[PROBLEM DESCRIPTION]
Set out the lines from the beginning of the records below up to and including the line with "[(259, 153), (3, 185), (34, 69)]" as a numbered list, omitting blank lines and leaving out the pictures.

[DATASET EXTRACT]

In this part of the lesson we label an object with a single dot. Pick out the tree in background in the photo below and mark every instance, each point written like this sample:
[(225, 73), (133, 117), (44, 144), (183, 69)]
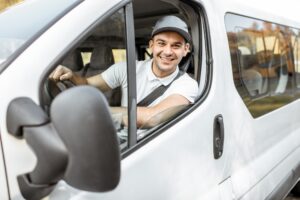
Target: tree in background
[(7, 3)]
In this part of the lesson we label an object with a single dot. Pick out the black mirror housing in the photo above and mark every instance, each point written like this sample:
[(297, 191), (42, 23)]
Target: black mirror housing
[(78, 143), (82, 119)]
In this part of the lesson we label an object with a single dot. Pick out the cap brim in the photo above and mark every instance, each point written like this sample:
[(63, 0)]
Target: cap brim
[(184, 34)]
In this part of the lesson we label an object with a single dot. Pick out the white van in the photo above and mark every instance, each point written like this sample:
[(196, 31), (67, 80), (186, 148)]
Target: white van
[(239, 140)]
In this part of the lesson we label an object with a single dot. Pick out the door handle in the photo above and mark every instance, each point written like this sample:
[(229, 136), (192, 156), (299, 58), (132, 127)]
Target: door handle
[(218, 136)]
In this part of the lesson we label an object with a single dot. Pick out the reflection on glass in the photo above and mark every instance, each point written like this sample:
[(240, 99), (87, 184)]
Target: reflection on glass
[(264, 57)]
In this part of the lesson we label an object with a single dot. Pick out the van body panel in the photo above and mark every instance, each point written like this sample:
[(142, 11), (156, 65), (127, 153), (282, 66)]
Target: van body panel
[(259, 153), (3, 185), (34, 69)]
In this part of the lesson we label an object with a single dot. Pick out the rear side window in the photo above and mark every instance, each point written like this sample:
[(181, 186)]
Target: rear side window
[(265, 63)]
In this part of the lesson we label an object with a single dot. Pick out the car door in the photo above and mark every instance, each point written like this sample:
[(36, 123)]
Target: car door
[(3, 183), (184, 158)]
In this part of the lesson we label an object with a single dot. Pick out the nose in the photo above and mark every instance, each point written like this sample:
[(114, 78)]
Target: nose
[(168, 50)]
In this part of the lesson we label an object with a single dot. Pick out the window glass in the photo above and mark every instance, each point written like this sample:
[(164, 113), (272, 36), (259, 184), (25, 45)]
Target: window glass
[(296, 54), (262, 62), (103, 51)]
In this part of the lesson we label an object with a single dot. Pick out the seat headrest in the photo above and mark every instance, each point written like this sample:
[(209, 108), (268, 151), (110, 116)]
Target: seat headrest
[(73, 60), (102, 58)]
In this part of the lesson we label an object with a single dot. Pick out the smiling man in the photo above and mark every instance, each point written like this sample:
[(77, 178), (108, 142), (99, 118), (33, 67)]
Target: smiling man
[(170, 42)]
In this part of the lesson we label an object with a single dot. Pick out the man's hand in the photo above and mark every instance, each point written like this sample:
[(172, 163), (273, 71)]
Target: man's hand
[(61, 73)]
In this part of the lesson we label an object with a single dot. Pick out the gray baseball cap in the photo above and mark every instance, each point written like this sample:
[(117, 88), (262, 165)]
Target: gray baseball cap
[(172, 23)]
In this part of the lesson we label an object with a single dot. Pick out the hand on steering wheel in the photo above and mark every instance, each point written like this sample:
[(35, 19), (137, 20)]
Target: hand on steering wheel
[(53, 88)]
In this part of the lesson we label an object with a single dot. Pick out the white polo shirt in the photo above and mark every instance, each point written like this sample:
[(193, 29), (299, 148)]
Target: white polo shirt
[(116, 75)]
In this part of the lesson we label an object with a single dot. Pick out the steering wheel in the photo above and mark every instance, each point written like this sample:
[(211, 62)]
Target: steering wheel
[(53, 88)]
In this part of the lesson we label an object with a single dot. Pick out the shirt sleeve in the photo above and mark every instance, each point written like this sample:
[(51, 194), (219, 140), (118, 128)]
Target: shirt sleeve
[(115, 75), (185, 86)]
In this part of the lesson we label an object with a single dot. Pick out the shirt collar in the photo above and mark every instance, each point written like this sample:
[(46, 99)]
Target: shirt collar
[(165, 80)]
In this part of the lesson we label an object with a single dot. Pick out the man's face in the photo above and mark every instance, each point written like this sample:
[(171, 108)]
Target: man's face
[(168, 48)]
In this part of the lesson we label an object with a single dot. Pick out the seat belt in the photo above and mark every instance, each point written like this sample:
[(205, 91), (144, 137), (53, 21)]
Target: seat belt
[(157, 92)]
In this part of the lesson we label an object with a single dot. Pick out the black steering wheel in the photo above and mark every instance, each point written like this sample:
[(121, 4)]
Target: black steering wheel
[(53, 88)]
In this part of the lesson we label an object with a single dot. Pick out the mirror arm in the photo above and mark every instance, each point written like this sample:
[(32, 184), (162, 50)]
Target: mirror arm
[(43, 140)]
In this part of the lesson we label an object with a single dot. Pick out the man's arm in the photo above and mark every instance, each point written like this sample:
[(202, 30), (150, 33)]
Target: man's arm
[(63, 73), (144, 114)]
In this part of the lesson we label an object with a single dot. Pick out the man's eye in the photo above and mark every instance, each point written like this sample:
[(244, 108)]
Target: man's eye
[(161, 43), (177, 46)]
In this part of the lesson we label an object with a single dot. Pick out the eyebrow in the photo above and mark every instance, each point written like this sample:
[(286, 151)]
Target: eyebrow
[(175, 43)]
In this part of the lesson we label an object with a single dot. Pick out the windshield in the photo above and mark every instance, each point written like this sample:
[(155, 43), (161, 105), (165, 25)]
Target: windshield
[(25, 21)]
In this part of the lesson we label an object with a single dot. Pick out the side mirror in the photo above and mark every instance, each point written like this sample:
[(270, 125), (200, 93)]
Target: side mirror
[(78, 144)]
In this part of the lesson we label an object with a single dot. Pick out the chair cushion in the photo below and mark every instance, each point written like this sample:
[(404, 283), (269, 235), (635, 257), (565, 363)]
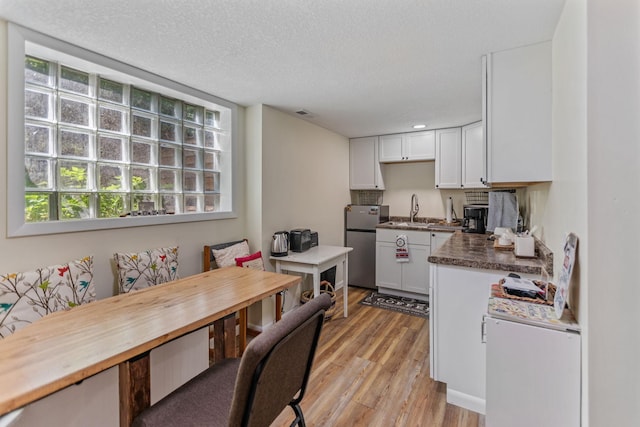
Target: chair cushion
[(227, 256), (140, 270), (26, 297), (251, 261), (203, 401)]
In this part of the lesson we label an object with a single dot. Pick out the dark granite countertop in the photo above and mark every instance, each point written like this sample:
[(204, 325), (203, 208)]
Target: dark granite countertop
[(476, 251), (420, 224)]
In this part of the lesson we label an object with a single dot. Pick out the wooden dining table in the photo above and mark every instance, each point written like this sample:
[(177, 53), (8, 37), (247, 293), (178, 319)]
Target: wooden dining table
[(66, 347)]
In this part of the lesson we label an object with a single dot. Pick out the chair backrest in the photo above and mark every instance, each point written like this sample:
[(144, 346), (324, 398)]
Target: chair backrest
[(209, 260), (276, 365)]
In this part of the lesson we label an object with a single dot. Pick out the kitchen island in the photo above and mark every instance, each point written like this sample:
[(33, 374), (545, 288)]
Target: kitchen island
[(461, 273), (477, 251)]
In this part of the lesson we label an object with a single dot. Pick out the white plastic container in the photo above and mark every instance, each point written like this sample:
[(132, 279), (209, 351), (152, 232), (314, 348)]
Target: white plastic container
[(525, 246)]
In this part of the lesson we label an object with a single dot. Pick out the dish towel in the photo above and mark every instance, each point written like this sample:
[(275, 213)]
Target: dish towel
[(503, 210), (402, 248)]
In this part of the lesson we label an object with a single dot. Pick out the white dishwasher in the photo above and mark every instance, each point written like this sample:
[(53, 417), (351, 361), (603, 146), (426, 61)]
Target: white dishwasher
[(533, 366)]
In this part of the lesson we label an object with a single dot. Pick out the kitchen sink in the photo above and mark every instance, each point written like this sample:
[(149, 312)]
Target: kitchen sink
[(423, 225)]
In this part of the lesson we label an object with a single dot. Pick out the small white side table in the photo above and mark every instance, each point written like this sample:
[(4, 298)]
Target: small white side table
[(316, 260)]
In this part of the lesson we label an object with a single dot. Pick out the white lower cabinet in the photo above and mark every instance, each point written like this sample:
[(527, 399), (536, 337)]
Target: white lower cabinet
[(405, 278), (438, 239), (458, 299), (533, 376)]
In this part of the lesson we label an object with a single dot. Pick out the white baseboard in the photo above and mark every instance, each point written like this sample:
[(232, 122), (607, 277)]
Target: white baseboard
[(466, 401)]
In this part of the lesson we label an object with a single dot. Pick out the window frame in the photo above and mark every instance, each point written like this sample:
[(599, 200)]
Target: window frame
[(22, 41)]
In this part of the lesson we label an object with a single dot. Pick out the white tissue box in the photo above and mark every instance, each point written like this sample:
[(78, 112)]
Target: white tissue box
[(525, 246)]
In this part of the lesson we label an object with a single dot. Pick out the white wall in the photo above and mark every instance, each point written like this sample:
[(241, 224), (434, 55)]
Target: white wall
[(304, 183), (27, 253), (561, 206), (613, 113), (596, 177)]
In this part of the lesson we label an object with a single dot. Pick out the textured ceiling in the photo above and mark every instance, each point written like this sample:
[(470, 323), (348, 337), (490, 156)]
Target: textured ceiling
[(360, 67)]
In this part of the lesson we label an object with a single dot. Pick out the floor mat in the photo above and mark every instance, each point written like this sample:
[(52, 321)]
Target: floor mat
[(404, 305)]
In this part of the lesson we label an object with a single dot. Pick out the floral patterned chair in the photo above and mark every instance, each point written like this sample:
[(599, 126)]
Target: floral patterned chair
[(140, 270), (28, 296)]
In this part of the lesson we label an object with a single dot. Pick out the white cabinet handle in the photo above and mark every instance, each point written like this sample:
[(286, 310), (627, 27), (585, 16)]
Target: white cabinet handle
[(483, 329)]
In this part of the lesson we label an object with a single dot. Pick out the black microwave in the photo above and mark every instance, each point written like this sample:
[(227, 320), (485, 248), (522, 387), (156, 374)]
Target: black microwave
[(300, 240)]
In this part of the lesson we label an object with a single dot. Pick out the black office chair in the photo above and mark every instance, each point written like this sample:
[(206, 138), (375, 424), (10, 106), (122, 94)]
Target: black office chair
[(252, 391)]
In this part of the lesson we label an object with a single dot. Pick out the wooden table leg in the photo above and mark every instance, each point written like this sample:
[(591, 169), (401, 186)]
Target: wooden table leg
[(278, 306), (224, 338), (135, 388), (242, 336)]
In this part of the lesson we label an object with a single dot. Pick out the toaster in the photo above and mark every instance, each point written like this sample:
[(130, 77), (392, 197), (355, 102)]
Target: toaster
[(300, 240)]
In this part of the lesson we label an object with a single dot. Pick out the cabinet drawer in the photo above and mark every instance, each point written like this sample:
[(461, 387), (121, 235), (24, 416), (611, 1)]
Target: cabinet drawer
[(414, 237)]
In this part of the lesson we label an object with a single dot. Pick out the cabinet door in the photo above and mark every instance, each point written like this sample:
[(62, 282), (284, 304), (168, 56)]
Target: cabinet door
[(415, 273), (448, 154), (419, 145), (437, 239), (518, 114), (391, 148), (388, 270), (541, 372), (364, 168), (474, 156)]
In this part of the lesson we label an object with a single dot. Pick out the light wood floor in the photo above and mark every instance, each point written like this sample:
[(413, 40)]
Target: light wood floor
[(372, 369)]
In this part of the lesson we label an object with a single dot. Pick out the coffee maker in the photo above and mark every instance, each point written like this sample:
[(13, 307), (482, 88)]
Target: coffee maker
[(475, 218)]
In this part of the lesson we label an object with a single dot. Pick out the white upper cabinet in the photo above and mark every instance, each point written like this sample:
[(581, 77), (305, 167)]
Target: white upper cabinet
[(365, 172), (448, 153), (474, 156), (407, 147), (517, 114)]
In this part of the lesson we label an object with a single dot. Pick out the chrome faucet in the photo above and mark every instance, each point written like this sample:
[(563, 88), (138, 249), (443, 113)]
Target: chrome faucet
[(415, 208)]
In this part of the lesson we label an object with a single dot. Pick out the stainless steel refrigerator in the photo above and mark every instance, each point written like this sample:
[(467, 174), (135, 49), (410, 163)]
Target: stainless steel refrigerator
[(360, 234)]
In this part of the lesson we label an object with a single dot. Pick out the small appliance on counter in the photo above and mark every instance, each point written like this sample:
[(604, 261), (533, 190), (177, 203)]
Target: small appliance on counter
[(475, 218), (280, 244), (300, 239)]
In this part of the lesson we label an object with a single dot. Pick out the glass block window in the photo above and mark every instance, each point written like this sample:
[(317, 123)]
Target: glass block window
[(98, 147)]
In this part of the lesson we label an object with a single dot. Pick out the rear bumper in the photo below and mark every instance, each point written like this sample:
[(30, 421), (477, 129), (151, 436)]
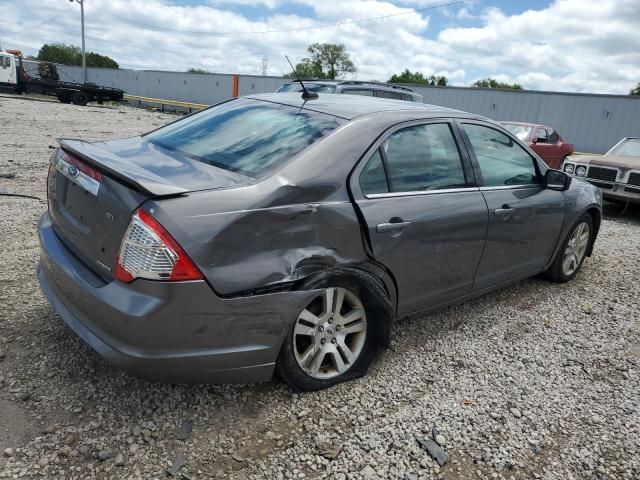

[SOLUTION]
1. In this part of the lesson we label an object with a single dot. Pick out the tree in background in the photo below and mark every instance, each point written like this sample:
2. [(225, 73), (133, 117), (44, 144), (183, 69)]
3. Target: tree in background
4. [(7, 3)]
5. In this part of the lesson we label an object with a single dot. Pick out the black mirror housing in the photo above and mark every instance, each point written like this sample:
6. [(297, 191), (42, 23)]
7. Target: black mirror housing
8. [(78, 143), (82, 119)]
9. In this part of the lesson we label an object with a single dot. Pick out the cap brim in the photo above and mark every instance, each point written like this sample:
10. [(63, 0)]
11. Target: cap brim
12. [(184, 34)]
13. In this part of the lesson we label an object with a single dot. Pick out the white van in the photo above and mark every instance, each point written like this sample:
14. [(196, 31), (67, 80), (186, 148)]
15. Target: white van
16. [(239, 140)]
17. In this part of the lesson we label an object with a single dot. Pick out the door handle in the photo above and mark every instance, each point written like this sample:
18. [(229, 136), (192, 156), (299, 58), (132, 127)]
19. Target: door handle
20. [(218, 136)]
21. In this part of the lesson we label an object with a single dot. Pick out the reflection on glass in the photo above and mark every instance, each point written like this sample:
22. [(240, 99), (87, 184)]
23. Target: reflection on glass
24. [(264, 57)]
25. In this part of the lesson we label an object with a single dot. Pick out the van body panel in the photo above and mark every instance, each point written like this sample:
26. [(142, 11), (156, 65), (127, 153), (282, 66)]
27. Target: van body panel
28. [(259, 153), (3, 185), (34, 69)]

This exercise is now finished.